To do:
Repeat each entry exactly and drop the pictures.

========================================================================

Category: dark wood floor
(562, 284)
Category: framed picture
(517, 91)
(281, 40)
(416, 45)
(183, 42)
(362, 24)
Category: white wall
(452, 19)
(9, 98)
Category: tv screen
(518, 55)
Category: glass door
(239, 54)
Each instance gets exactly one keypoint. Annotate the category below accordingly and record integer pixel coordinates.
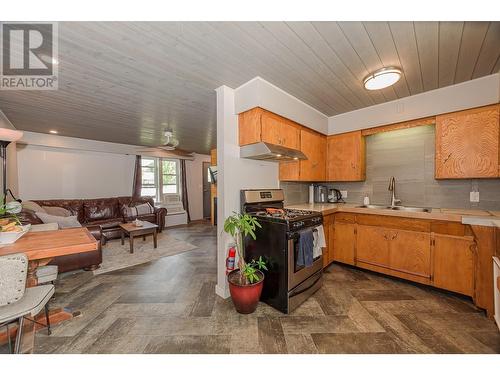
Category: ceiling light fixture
(382, 78)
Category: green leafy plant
(239, 226)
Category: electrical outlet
(474, 196)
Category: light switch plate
(474, 196)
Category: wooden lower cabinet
(454, 263)
(449, 256)
(372, 246)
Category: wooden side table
(132, 231)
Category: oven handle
(309, 287)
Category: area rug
(116, 256)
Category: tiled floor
(169, 306)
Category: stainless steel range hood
(270, 152)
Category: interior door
(206, 191)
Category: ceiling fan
(169, 148)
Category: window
(160, 176)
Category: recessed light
(382, 78)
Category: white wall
(234, 174)
(470, 94)
(260, 93)
(57, 173)
(194, 182)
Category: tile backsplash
(408, 155)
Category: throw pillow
(62, 222)
(32, 206)
(140, 209)
(56, 211)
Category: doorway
(206, 190)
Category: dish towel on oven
(306, 245)
(319, 241)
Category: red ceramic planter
(245, 297)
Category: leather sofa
(101, 217)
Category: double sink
(395, 208)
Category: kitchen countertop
(464, 216)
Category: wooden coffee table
(132, 231)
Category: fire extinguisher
(231, 259)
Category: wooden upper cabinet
(342, 242)
(346, 157)
(467, 144)
(454, 263)
(313, 145)
(259, 125)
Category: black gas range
(287, 285)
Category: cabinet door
(313, 145)
(410, 252)
(289, 171)
(372, 245)
(279, 131)
(327, 225)
(346, 157)
(467, 144)
(454, 264)
(343, 244)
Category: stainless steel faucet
(392, 188)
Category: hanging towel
(305, 251)
(319, 241)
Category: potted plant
(245, 282)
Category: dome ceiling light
(382, 78)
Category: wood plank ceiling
(127, 82)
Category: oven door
(297, 274)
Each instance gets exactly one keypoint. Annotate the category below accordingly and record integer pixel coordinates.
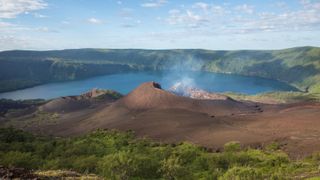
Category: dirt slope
(156, 113)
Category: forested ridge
(299, 66)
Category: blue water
(126, 82)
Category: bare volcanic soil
(153, 112)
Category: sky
(158, 24)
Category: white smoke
(182, 74)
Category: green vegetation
(299, 67)
(115, 155)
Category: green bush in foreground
(118, 155)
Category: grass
(120, 155)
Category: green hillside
(119, 155)
(299, 67)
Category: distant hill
(299, 66)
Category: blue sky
(158, 24)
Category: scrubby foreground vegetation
(118, 155)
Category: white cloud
(186, 19)
(12, 8)
(37, 15)
(245, 8)
(93, 20)
(154, 3)
(202, 5)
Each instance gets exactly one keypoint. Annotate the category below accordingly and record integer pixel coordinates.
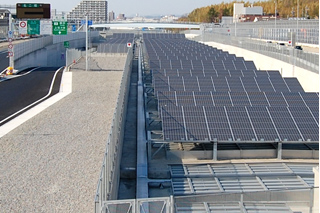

========================================================================

Problem solution:
Category: dark wood floor
(562, 284)
Category: framed picture
(517, 91)
(281, 40)
(416, 45)
(183, 42)
(362, 24)
Category: white wall
(452, 19)
(9, 98)
Category: tv screen
(518, 55)
Category: glass door
(239, 54)
Each instance gets exactly one keypoint. Annotate the category below accordingly and record integer pixel coordinates.
Category: ceiling light fixture
(382, 78)
Category: green leafy plant
(239, 226)
Category: electrical outlet
(474, 196)
Category: light switch plate
(474, 196)
Category: wooden lower cabinet
(454, 263)
(449, 256)
(372, 246)
Category: wooden side table
(132, 231)
Category: oven handle
(309, 287)
Category: area rug
(116, 256)
Category: tiled floor
(169, 306)
Category: stainless steel range hood
(270, 152)
Category: interior door
(206, 191)
Category: ceiling fan
(169, 148)
Category: window
(160, 176)
Category: recessed light
(382, 78)
Category: white wall
(234, 174)
(470, 94)
(260, 93)
(57, 173)
(194, 182)
Category: tile backsplash
(408, 155)
Category: throw pillow
(62, 222)
(32, 206)
(140, 209)
(56, 211)
Category: doorway
(206, 190)
Category: dish towel on oven
(306, 245)
(319, 241)
Category: red ceramic planter
(245, 297)
Category: leather sofa
(101, 217)
Category: double sink
(395, 208)
Category: kitchen countertop
(464, 216)
Category: wooden coffee table
(132, 231)
Category: fire extinguisher
(231, 259)
Category: wooden upper cabinet
(342, 242)
(346, 157)
(467, 144)
(454, 263)
(313, 145)
(259, 125)
Category: black gas range
(287, 285)
Category: cabinet door
(313, 145)
(410, 252)
(289, 171)
(372, 245)
(279, 131)
(327, 225)
(346, 157)
(467, 144)
(454, 264)
(343, 244)
Category: stainless steel faucet
(392, 188)
Category: hanging towel
(305, 251)
(319, 241)
Category: potted plant
(245, 282)
Category: dome ceiling light
(382, 78)
Category: wood plank ceiling
(127, 82)
Category: oven door
(297, 274)
Each instance gets exactly one keypoint. Annotate the category below accordingly and record integer pixel coordinates.
Category: dirt slope
(156, 113)
Category: forested ridge
(299, 66)
Category: blue water
(126, 82)
Category: bare volcanic soil
(153, 112)
Category: sky
(158, 24)
Category: white smoke
(182, 74)
Category: green vegetation
(299, 67)
(115, 155)
Category: green bush in foreground
(118, 155)
Category: grass
(120, 155)
Category: green hillside
(119, 155)
(299, 67)
Category: distant hill
(299, 66)
Category: blue sky
(158, 24)
Category: scrubby foreground vegetation
(118, 155)
Category: white cloud
(186, 19)
(12, 8)
(37, 15)
(245, 8)
(93, 20)
(154, 3)
(202, 5)
Each instance gets exactly one keypoint. Annotate the category below accordingly and record integer pixel coordinates.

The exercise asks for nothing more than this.